Principalement rurale, le secteur agricole de la province a été sévèrement touché ces dernières années par des aléas récurrents, notamment des inondations, des vagues de froid et des sécheresses entre 2018 et 2019, puis entre 2021 et 2023. Ces catastrophes ont miné la résilience des communautés, forçant nombre de personnes à abandonner leurs moyens de subsistance et à se déplacer vers des zones urbaines informelles à la recherche d'aide humanitaire. Le Covid a frappé entre ces sécheresses, affectant les personnes déplacées vivant dans des camps surpeuplés où l'eau, l'assainissement et les services de santé étaient limités.

L'augmentation des coûts agricoles résultant du ralentissement économique depuis 2021 a également conduit de nombreux agriculteurs à interrompre progressivement leurs activités et, dans certains cas, à abandonner leurs terres. D'autres ont réduit leurs troupeaux pour faire face à la détérioration de la situation économique. Cette situation a aggravé l'insécurité alimentaire, qui s'est encore accentuée lorsque le financement de l'aide alimentaire a été considérablement réduit en septembre 2023. Près de 889 000 personnes vivaient en situation d'insécurité alimentaire aiguë lorsque les tremblements de terre ont frappé, soit plus que dans toute autre province, mais aucune donnée désagrégée n'était disponible pour évaluer le nombre de personnes vivant en situation de déplacement interne.

# Le problème:
Répondez aux questions suivantes à partir de l'extrait.
1. Quelles sont les deux périodes indiquées pour les inondations, les vagues de froid et les sécheresses ?
2. Quand le financement de l'aide alimentaire a-t-il été considérablement réduit ?
3. Combien de personnes vivaient en situation d'insécurité alimentaire aiguë lorsque les tremblements de terre ont frappé ?

# Matériel d'étude:
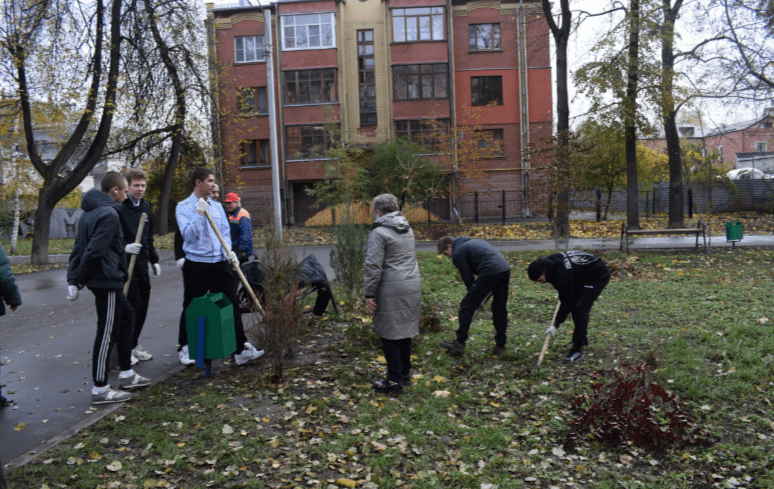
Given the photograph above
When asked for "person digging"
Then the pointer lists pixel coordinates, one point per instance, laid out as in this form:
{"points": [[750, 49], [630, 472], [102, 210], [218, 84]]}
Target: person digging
{"points": [[579, 278]]}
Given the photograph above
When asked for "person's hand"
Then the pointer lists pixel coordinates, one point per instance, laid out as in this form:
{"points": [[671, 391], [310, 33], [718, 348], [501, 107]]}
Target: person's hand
{"points": [[201, 206], [72, 292], [133, 248]]}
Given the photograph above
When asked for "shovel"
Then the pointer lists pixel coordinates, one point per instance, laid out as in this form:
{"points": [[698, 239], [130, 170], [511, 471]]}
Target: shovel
{"points": [[548, 338], [256, 305]]}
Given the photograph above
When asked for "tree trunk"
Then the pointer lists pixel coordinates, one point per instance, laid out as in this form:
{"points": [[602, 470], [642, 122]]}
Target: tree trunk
{"points": [[561, 35], [670, 114], [630, 110]]}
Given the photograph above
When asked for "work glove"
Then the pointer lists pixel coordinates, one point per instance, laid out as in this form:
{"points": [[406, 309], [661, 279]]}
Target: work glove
{"points": [[72, 292], [133, 248], [201, 206]]}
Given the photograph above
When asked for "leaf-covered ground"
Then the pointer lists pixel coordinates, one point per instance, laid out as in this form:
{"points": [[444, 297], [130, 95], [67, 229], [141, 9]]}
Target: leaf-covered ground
{"points": [[471, 421]]}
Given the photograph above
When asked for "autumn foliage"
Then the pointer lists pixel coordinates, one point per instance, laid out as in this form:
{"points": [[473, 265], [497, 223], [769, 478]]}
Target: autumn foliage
{"points": [[631, 408]]}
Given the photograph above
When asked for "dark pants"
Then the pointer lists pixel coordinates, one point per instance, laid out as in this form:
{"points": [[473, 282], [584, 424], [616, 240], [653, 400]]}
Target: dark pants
{"points": [[582, 307], [115, 320], [496, 284], [203, 278], [398, 356], [138, 297]]}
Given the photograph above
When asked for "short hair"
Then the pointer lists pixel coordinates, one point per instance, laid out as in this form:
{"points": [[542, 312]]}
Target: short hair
{"points": [[200, 173], [443, 243], [110, 180], [135, 174], [385, 203]]}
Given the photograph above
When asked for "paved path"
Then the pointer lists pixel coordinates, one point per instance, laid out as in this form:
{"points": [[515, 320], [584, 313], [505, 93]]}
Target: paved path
{"points": [[45, 345]]}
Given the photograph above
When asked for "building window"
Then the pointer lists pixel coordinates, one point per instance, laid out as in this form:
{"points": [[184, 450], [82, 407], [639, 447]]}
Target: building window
{"points": [[255, 153], [367, 77], [486, 90], [252, 101], [420, 131], [309, 86], [418, 24], [308, 31], [484, 37], [492, 138], [249, 49], [306, 141], [413, 82]]}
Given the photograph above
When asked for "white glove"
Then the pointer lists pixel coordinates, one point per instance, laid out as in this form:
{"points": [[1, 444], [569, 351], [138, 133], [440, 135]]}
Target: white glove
{"points": [[133, 248], [72, 292], [201, 206]]}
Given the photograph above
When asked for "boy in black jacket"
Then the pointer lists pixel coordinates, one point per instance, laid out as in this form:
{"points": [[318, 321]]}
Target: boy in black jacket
{"points": [[579, 277], [131, 211], [97, 261]]}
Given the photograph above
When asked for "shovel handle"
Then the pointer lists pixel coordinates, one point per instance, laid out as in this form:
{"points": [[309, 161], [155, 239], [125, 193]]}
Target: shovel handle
{"points": [[236, 267], [133, 259]]}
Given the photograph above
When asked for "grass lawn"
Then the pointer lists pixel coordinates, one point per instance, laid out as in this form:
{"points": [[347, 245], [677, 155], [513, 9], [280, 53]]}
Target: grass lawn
{"points": [[472, 421]]}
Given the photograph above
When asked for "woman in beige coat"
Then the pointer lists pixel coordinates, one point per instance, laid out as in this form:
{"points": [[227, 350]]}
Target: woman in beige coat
{"points": [[392, 290]]}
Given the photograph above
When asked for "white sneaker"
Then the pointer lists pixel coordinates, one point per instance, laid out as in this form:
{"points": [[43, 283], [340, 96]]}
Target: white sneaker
{"points": [[247, 355], [141, 354], [184, 358]]}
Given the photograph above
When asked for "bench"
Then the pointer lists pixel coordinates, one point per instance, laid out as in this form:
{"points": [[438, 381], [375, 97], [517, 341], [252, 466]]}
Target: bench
{"points": [[700, 229]]}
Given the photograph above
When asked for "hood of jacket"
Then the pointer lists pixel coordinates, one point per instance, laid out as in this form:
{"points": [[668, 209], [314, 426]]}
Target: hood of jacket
{"points": [[394, 220], [94, 199]]}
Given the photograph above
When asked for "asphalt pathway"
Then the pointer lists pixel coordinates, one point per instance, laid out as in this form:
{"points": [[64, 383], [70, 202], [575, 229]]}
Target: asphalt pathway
{"points": [[45, 345]]}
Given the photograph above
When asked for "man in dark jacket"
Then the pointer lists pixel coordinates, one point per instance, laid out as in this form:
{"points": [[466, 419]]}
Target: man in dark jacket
{"points": [[477, 258], [9, 294], [131, 211], [97, 261], [579, 277]]}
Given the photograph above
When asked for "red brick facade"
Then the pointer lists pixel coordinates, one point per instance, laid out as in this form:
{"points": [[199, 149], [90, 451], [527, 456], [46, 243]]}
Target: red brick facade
{"points": [[306, 99]]}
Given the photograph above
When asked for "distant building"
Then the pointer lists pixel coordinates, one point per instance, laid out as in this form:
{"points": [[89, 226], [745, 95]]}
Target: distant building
{"points": [[379, 69]]}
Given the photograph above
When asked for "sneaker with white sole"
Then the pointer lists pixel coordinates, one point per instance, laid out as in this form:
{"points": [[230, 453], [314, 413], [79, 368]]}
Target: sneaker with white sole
{"points": [[141, 354], [247, 355], [110, 396], [184, 358], [135, 381]]}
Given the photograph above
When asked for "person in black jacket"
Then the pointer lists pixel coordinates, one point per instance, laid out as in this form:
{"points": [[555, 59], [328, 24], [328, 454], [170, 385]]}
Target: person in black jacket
{"points": [[98, 261], [579, 277], [483, 270], [139, 290]]}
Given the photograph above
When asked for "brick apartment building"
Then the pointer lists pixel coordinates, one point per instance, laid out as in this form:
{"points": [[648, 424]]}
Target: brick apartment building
{"points": [[377, 68]]}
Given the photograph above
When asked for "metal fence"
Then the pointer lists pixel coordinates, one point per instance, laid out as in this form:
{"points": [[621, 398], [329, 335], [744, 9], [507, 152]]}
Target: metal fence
{"points": [[507, 206]]}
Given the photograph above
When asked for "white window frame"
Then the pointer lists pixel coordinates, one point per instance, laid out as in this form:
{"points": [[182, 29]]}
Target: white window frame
{"points": [[419, 18], [292, 27], [260, 55]]}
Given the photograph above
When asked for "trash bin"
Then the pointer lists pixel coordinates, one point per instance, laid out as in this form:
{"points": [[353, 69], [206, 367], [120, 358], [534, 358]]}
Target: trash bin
{"points": [[216, 315], [733, 231]]}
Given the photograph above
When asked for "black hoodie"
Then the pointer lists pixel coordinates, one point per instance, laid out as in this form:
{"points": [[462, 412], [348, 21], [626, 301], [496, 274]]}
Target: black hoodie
{"points": [[97, 259]]}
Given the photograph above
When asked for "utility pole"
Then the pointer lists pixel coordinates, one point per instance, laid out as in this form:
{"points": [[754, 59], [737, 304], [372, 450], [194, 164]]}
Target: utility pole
{"points": [[275, 180]]}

# Réponse:
1. Entre 2018 et 2019, puis entre 2021 et 2023.
2. En septembre 2023.
3. Près de 889 000 personnes.